◆ **WRITTEN REQUEST A**:
Gather every row below that contains the word "stone".

◆ **SOURCE**:
::::::

# 1918 Lionel NYC 150 Rebuild



## 66chawger (Feb 2, 2012)

Hi folks!

I have a really nice 1918 era Lionel 150 NYC w/ pullmans and caboose. There are chips and stuff on the tin, but in this case I am not going to do a full blown restore. The NYC and 150 gold lettering is still very good. Anyway, I removed the brush plate, cleaned the stator face and polished, sprayed a generous amount of Radio Shack tuner spray on the windings and rest of internals and also cleaned and polished the brushes (great shape for this old). Reassembled, oiled and tested on track. Engine runs around track like crazy! Super fast and smooth. Only issue is sparking from the contact of the front roller. Both rollers look pretty good, I did clean them really good. Still front one sparks pretty bad going around track. Do not know if this is common for these older models or if anyone on the forum has some ideas? 

Thanks

66chawger


----------



## servoguy (Jul 10, 2010)

I have a 152 which is a similar loco from the '20s. It is not unusual for the rollers to spark on all the locos.


----------



## tjcruiser (Jan 10, 2010)

I'd make sure that your track center rail is as clean as possible. You could also fiddle (gently) with the springplate tension on the roller mount ... make sure that this flexes to provide moderate "push" of the roller to the rail ... enough to allow the roller to roll, but not so much that it's inducing too much friction. Also, is the roller surface itself reasonably smooth/polished, without wear grooves?

Hey, post some pics ... we'd all love to see an 1918 goodies!

TJ


----------



## T-Man (May 16, 2008)

Welcome to MTF! 
and am looking forward to some before and after pictures. 


Track spark is common and now you can do a tag search. The second thread has a good explanation by Reckers.

The key is to clean the tires and run them. It is alsoa reason not to do this on a good rug.


----------



## gunrunnerjohn (Nov 10, 2010)

A thing that I've done on rollers to aid conductivity is to treat the axles with DeoxIT D5, it really helps with conductivity. I had a locomotive (actually several) that the rollers would get uncomfortably hot in operation. After a treatment with DeoxIT D5, no more problem. I most recently used it on a KW Transformer on the handle, before the treatment it was dropping about .7 volts under load, after the treatment, I couldn't measure any voltage drop across the handle.


----------



## 66chawger (Feb 2, 2012)

Thanks for the info guys. TJ, That is a good comment about the tension of the rollers to the track. Yes, these older ones are harder to work on because everything is press rivited. It is possible that the rollers are not true (flat).. my thinking is the Fastrack that has the flat top rails, not rounded and I bet this old guy was run on the old track in its hey day which would could have worn a "U" pattern in the rollers. 

If I want to replace the rollers, I have to drill out the pressed rivets... where do I get new rollers and how new "press rivets"... don't know what to call them.

::::::

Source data

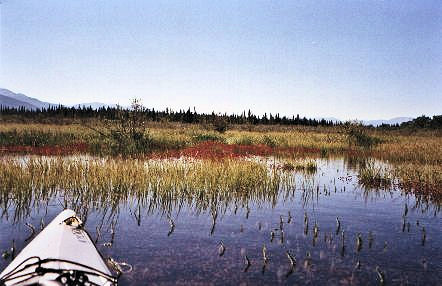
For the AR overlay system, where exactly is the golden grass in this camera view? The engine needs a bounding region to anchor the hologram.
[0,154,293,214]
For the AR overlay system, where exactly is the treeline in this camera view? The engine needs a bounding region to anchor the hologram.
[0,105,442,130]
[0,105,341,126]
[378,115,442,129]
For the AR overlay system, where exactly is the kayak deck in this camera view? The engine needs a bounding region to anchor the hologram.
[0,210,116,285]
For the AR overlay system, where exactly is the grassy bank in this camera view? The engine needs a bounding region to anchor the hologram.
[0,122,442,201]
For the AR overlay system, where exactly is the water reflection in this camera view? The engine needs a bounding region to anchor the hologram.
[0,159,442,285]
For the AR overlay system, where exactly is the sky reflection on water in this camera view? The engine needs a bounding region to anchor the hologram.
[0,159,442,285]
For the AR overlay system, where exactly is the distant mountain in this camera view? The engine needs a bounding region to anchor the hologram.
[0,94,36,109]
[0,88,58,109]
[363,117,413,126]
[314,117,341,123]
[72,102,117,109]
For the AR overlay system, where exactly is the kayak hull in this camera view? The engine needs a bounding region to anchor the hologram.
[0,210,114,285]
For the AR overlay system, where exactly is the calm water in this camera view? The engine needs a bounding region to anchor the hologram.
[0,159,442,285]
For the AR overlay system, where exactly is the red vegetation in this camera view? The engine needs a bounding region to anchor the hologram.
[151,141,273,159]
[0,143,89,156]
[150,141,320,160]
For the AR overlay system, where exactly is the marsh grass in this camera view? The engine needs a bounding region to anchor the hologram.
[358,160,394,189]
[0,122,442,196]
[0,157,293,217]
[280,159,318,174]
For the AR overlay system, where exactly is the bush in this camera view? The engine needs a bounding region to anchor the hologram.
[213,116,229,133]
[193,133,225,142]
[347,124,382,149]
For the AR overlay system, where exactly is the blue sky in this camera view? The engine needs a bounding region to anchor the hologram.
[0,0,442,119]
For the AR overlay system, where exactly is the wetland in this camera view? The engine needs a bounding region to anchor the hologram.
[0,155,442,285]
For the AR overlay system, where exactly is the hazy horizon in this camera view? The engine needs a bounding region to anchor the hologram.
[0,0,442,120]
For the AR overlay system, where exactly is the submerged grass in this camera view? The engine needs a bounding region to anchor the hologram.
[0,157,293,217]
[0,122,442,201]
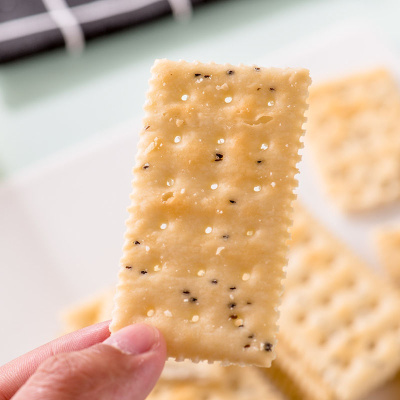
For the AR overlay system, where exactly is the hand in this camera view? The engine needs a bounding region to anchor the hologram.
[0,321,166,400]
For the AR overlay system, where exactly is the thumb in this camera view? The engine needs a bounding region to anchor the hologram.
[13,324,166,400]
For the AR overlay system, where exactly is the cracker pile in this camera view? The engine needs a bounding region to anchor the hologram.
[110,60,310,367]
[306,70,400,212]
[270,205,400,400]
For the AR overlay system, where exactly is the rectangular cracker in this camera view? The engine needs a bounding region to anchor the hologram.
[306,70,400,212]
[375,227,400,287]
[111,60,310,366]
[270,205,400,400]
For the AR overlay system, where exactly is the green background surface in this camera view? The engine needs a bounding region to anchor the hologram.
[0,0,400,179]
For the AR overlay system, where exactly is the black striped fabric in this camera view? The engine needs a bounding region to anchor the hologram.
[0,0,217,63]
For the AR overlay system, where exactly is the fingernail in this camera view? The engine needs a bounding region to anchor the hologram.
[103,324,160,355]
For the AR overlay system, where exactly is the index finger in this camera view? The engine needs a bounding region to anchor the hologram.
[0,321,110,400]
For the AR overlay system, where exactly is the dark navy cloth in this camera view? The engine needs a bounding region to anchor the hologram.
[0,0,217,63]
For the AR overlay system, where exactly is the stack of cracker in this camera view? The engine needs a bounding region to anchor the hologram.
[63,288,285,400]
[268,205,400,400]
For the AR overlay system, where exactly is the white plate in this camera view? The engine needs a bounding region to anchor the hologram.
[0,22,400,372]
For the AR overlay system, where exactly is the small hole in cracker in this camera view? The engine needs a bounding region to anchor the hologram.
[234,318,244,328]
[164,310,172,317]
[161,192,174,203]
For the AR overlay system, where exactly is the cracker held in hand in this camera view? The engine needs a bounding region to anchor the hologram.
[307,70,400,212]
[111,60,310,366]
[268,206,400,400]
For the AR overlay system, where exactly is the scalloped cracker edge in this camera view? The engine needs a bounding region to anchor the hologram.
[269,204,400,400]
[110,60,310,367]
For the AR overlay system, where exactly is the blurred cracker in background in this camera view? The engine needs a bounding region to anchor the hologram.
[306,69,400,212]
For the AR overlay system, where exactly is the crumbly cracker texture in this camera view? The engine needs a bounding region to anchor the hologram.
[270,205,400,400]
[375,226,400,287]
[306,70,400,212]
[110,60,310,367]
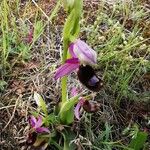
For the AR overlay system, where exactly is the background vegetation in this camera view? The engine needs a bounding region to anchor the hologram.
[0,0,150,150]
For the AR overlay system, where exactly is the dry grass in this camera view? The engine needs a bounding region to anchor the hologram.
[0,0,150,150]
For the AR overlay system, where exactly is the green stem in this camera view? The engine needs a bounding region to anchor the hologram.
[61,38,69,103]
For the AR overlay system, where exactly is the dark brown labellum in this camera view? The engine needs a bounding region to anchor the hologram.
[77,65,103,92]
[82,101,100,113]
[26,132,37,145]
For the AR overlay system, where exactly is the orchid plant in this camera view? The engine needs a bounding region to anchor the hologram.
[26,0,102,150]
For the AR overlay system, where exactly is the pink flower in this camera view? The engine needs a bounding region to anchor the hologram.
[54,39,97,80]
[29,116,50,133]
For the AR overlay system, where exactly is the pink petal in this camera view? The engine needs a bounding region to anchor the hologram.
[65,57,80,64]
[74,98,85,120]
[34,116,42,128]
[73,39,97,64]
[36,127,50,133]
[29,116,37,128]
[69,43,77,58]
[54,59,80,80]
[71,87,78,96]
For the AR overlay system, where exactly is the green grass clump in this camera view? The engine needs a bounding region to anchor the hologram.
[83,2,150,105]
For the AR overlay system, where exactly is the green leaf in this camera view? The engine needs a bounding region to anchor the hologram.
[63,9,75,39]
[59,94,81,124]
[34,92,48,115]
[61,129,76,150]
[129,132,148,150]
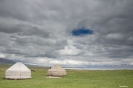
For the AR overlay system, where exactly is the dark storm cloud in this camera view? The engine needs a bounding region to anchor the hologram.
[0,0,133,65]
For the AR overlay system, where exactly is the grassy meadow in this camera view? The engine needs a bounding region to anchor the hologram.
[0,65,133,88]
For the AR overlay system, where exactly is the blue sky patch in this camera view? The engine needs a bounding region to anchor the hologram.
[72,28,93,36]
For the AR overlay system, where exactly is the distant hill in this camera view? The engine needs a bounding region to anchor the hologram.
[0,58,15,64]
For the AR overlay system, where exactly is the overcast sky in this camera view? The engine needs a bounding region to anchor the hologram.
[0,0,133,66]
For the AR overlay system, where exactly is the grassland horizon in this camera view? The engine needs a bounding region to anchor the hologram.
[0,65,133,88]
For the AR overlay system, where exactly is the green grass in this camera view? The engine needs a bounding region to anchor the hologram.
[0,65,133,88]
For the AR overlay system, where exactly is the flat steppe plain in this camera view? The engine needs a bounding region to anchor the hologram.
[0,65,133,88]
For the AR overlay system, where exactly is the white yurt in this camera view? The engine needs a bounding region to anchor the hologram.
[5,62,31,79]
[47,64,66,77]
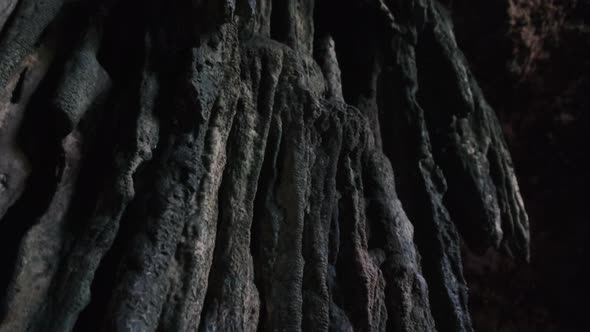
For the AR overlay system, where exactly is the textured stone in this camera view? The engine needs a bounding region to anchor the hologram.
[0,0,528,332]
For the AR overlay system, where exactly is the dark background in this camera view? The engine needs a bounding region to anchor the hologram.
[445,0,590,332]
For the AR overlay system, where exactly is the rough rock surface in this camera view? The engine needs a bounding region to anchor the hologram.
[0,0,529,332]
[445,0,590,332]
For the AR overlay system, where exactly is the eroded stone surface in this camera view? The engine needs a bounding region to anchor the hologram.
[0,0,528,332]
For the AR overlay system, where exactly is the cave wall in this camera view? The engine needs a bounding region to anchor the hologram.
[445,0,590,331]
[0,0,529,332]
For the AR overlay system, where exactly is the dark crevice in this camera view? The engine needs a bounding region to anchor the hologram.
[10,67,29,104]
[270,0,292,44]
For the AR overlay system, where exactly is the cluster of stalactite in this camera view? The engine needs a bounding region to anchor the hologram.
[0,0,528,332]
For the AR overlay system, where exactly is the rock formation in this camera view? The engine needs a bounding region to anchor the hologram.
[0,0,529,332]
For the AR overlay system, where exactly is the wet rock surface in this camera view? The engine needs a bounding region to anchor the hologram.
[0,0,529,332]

::::::

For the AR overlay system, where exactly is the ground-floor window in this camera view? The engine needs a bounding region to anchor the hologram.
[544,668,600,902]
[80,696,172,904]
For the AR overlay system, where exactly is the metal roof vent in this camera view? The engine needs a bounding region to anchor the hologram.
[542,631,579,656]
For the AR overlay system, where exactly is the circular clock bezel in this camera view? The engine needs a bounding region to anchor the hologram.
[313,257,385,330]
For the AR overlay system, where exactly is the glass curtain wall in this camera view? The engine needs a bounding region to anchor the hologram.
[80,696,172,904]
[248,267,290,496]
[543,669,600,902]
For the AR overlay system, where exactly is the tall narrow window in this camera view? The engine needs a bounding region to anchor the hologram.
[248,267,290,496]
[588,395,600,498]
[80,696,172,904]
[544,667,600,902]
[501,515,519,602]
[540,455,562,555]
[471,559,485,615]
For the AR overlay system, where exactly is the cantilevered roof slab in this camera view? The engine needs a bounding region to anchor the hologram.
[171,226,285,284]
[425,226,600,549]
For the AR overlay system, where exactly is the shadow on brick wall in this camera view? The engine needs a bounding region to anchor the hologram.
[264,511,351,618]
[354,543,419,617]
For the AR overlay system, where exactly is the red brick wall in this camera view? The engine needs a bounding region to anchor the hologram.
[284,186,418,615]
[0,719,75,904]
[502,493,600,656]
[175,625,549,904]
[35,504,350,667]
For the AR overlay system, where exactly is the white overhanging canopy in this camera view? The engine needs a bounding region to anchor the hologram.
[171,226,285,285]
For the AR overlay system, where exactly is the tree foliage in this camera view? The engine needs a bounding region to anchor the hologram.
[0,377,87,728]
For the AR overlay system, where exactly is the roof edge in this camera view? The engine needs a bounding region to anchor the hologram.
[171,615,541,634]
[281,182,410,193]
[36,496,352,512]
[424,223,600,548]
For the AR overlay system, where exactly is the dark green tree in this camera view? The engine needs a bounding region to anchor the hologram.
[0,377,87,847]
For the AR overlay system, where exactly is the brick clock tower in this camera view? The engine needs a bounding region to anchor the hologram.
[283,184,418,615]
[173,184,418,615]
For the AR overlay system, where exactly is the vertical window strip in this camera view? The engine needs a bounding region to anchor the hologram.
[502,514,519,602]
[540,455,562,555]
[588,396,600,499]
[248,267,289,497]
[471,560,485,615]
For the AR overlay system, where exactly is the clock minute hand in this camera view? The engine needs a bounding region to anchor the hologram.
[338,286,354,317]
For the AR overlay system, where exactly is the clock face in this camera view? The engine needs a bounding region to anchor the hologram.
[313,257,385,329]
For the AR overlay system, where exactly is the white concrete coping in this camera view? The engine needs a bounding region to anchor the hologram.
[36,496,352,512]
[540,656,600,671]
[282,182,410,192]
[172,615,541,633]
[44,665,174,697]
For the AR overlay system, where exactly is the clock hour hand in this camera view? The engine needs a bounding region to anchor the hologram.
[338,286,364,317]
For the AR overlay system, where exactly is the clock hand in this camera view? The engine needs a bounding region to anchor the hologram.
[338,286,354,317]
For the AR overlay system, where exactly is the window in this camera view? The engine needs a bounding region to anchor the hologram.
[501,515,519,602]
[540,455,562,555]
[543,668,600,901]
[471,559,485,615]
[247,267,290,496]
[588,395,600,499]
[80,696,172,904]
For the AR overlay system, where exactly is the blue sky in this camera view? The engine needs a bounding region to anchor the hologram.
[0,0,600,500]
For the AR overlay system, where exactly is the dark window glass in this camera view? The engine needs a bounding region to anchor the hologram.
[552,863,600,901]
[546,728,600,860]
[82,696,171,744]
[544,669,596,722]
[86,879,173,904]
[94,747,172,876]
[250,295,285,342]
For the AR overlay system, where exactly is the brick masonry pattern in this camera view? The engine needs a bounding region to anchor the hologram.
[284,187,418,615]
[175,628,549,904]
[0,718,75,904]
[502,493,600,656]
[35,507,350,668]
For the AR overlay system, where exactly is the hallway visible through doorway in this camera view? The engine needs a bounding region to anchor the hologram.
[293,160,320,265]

::::::

◆ **WRITTEN REQUEST B**:
Does each statement agree with the forum thread above? Answer yes or no for each and quote the words from the thread that settle it.
(i) The original poster sprayed Radio Shack tuner spray on the windings.
(ii) servoguy owns a 152, a similar locomotive from the '30s.
(iii) gunrunnerjohn has treated roller axles with DeoxIT D5.

◆ **COMPLETE ANSWER A**:
For the AR overlay system, where exactly is the textured stone in this camera view? The engine needs a bounding region to anchor the hologram.
For the AR overlay system, where exactly is the eroded stone surface in this camera view? The engine needs a bounding region to anchor the hologram.

◆ **COMPLETE ANSWER B**:
(i) Yes: "sprayed a generous amount of Radio Shack tuner spray on the windings and rest of internals"
(ii) No: "I have a 152 which is a similar loco from the '20s."
(iii) Yes: "to treat the axles with DeoxIT D5"